* _KUTIPAN HALAMAN_
----

Konsumsi Imunomodulator
Iris juga mempersilakan jika masyarakat ingin mengonsumsi imunomodulator atau zat pengatur sistem kekebalan tubuh yang bisa berasal dari bahan herbal alami.
“Banyak sekarang herbal-herbal yang beredar, ya asal herbalnya benar, silakan konsultasi saja ke dokter masing-masing, yang mana yang boleh dipakai untuk meningkatkan imun sistem.”
“Jadi tidak bisa hanya vaksin saja, tidak bisa hanya protokol kesehatan saja, tidak bisa juga hanya makanan sehat tanpa protokol kesehatan, kita anjurkan sebisa mungkin semuanya lengkap.”
Di sisi lain, dengan adanya mutasi, beberapa varian atau subvarian memiliki kemampuan untuk menghindar dari sistem imun. Hal ini terjadi ketika sistem imun tubuh tidak mengenal virus yang baru karena tidak pernah terkontaminasi.
Kemampuan menghindari sistem imun sempat dijelaskan pula oleh dokter spesialis paru dari Divisi Infeksi Departemen Pulmonologi dan Kedokteran Respirasi Fakultas Kedokteran Universitas Indonesia (FKUI), Erlina Burhan.
Menurutnya, kemampuan ini dimiliki oleh subvarian BA.4 dan BA.5. Data interim (sementara) dua subvarian itu menunjukkan bukti beberapa perubahan antigenik dibandingkan dengan BA.2 berdasarkan pemodelan struktural.
Advertisement
Perubahan Antigenik
BA.4 dan BA.5 paling dekat hubungannya dengan BA.2. Pemodelan struktural menunjukkan kemungkinan ada perubahan antigenik yang terkait dengan L452R yang ditemukan pula di varian Delta dan F486V yang keduanya dapat memengaruhi antibodi.
“Ini level kepercayaannya sedang jadi mungkin kita lebih percaya bahwa BA.4 dan BA.5 ini mudah menular karena kemampuan menghindari sistem imun,” kata Erlina dalam seminar daring Perhimpunan Dokter Paru Indonesia (PDPI) Minggu (12/6/2022).
Menurut Iris, Kasus-kasus seperti ini lebih banyak ditemukan di perkotaan ketimbang di desa. Di kota seperti Jakarta, gaya hidup masyarakat lebih tidak sehat dan pemicu stresnya lebih banyak.
“Di daerah datanya lebih rendah ditambah penduduknya lebih sedikit, lingkungan hidup mereka lebih baik dan lebih banyak di rumah . Jika begitu bisa saja sistem imun mereka lebih baik karena hidup lebih sehat dan faktor stresnya tidak sebanyak di Jakarta. Jadi faktor geografis juga menentukan,” ujar Iris.
Pengaruh Stres Terhadap Sistem Imun
Pengaruh stres terhadap sistem imun juga pernah disinggung oleh spesialis kedokteran jiwa RS EMC Alam Sutera dr. Andri, FAPM.
Menurutnya, saat ada lonjakan kasus pada Juli 2021, banyak rumah sakit penuh dan kematian yang terjadi akibat COVID-19. Kondisi itulah yang memicu kecemasan yang dirasakan banyak orang.

----

[Entri dari sumber data]
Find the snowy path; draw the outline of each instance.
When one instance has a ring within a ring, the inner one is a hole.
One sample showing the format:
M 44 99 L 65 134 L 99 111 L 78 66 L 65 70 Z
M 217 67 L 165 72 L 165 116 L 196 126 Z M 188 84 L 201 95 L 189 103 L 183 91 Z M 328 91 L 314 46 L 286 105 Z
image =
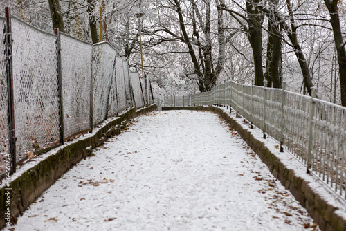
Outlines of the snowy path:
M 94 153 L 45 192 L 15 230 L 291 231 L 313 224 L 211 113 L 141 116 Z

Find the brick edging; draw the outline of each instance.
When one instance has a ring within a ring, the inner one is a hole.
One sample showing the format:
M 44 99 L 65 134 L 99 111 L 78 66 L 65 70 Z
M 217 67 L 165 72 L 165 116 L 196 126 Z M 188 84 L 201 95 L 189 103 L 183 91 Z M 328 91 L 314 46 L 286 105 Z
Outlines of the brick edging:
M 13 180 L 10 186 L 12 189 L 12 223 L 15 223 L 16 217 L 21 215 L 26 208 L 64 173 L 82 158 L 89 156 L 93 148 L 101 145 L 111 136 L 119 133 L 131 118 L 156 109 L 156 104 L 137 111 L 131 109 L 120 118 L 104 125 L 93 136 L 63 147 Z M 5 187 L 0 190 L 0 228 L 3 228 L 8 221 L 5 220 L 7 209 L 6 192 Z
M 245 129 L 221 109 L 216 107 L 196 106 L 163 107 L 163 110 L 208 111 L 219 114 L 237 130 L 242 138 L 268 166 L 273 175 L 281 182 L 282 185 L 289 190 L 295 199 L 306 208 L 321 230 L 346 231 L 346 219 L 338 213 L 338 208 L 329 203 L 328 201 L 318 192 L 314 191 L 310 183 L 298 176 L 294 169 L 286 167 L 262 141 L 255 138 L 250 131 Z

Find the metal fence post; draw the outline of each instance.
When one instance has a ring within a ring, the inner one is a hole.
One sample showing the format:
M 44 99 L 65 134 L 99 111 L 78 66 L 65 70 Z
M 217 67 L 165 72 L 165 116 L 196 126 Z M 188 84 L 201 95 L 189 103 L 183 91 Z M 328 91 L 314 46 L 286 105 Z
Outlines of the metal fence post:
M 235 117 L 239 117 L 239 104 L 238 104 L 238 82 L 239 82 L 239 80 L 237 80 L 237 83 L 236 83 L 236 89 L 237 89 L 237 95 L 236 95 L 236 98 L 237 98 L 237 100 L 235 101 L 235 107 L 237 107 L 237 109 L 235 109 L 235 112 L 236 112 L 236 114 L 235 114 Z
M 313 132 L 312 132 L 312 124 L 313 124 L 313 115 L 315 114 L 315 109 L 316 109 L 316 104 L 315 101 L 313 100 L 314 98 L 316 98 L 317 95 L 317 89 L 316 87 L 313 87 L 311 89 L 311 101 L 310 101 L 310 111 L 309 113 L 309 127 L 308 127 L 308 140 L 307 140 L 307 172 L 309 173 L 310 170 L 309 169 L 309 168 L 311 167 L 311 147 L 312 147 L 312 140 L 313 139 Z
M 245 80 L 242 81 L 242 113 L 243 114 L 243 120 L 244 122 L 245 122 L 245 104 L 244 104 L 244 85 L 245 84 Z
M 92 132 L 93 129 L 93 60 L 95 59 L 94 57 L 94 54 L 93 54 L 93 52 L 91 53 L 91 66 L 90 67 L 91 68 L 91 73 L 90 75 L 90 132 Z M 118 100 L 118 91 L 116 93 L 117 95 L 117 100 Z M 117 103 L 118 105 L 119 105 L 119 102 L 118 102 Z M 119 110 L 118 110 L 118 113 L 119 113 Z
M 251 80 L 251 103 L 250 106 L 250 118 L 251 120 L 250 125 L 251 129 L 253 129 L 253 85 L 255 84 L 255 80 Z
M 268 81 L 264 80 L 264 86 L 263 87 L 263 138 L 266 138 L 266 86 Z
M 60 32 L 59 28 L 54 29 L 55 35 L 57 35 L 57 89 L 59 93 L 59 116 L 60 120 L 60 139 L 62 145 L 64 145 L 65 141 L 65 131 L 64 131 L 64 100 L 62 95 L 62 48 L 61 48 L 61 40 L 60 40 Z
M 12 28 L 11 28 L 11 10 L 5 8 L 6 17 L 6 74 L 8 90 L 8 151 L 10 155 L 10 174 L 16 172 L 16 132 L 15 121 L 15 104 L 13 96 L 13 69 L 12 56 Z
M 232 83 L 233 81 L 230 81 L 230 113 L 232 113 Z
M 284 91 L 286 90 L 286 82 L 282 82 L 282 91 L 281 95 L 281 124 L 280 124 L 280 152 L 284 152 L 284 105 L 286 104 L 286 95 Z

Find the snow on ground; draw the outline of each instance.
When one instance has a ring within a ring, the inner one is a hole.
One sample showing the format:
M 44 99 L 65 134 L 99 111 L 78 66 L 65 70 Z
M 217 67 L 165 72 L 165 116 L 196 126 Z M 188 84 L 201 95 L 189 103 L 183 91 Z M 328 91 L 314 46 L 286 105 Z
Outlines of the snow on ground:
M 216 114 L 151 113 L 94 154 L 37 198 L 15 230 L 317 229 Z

----

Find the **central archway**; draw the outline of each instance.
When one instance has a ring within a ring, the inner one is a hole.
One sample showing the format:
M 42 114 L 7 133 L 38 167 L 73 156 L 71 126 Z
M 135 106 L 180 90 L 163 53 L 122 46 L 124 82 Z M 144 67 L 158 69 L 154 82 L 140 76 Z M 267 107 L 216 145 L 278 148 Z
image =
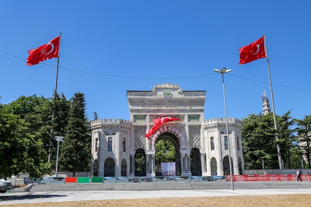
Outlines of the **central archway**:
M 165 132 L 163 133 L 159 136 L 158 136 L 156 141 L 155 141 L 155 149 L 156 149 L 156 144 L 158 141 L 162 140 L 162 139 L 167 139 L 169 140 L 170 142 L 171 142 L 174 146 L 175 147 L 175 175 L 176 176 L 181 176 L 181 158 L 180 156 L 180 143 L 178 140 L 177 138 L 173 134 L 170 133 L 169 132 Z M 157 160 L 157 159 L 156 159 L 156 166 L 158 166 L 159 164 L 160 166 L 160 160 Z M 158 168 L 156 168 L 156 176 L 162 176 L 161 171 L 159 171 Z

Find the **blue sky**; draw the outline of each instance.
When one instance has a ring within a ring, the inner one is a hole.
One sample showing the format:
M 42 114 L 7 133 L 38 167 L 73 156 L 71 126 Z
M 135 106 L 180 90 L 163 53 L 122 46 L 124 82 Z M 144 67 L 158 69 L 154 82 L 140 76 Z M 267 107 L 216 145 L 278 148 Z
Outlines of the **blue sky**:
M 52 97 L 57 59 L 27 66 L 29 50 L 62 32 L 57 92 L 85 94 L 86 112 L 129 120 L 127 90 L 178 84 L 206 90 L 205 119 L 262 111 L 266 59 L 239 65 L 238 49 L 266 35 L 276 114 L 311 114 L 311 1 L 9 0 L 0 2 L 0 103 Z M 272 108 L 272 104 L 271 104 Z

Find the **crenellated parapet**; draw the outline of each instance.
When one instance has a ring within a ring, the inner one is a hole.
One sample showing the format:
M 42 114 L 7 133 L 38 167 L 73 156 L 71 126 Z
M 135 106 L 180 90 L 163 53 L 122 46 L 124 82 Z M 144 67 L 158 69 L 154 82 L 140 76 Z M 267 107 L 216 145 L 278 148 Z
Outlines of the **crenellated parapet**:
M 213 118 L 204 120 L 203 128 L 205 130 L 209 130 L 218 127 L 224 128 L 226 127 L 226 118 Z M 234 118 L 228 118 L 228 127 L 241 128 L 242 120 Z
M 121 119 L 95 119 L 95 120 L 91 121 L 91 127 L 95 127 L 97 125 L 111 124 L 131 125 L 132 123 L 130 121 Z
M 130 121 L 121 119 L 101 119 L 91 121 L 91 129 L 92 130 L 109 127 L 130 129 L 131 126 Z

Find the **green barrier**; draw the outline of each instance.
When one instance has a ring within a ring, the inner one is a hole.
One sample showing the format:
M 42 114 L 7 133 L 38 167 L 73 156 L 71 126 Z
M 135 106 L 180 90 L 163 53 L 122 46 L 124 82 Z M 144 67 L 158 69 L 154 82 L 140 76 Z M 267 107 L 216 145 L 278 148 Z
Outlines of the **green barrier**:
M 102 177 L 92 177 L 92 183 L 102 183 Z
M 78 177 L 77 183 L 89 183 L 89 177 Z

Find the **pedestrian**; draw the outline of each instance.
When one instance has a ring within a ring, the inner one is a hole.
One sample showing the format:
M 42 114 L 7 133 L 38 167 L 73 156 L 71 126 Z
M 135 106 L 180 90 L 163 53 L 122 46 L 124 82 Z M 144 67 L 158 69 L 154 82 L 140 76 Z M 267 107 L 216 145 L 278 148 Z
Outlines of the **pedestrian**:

----

* _PERTANYAAN_
1. Menurut kutipan halaman, subvarian apa saja yang disebut Erlina Burhan memiliki kemampuan menghindari sistem imun?
2. Salin bagian kutipan halaman mulai dari "Advertisement" hingga dan termasuk "dapat memengaruhi antibodi.".

* _JAWABAN BERURUTAN_
1. BA.4 dan BA.5.

2.
Advertisement
Perubahan Antigenik
BA.4 dan BA.5 paling dekat hubungannya dengan BA.2. Pemodelan struktural menunjukkan kemungkinan ada perubahan antigenik yang terkait dengan L452R yang ditemukan pula di varian Delta dan F486V yang keduanya dapat memengaruhi antibodi.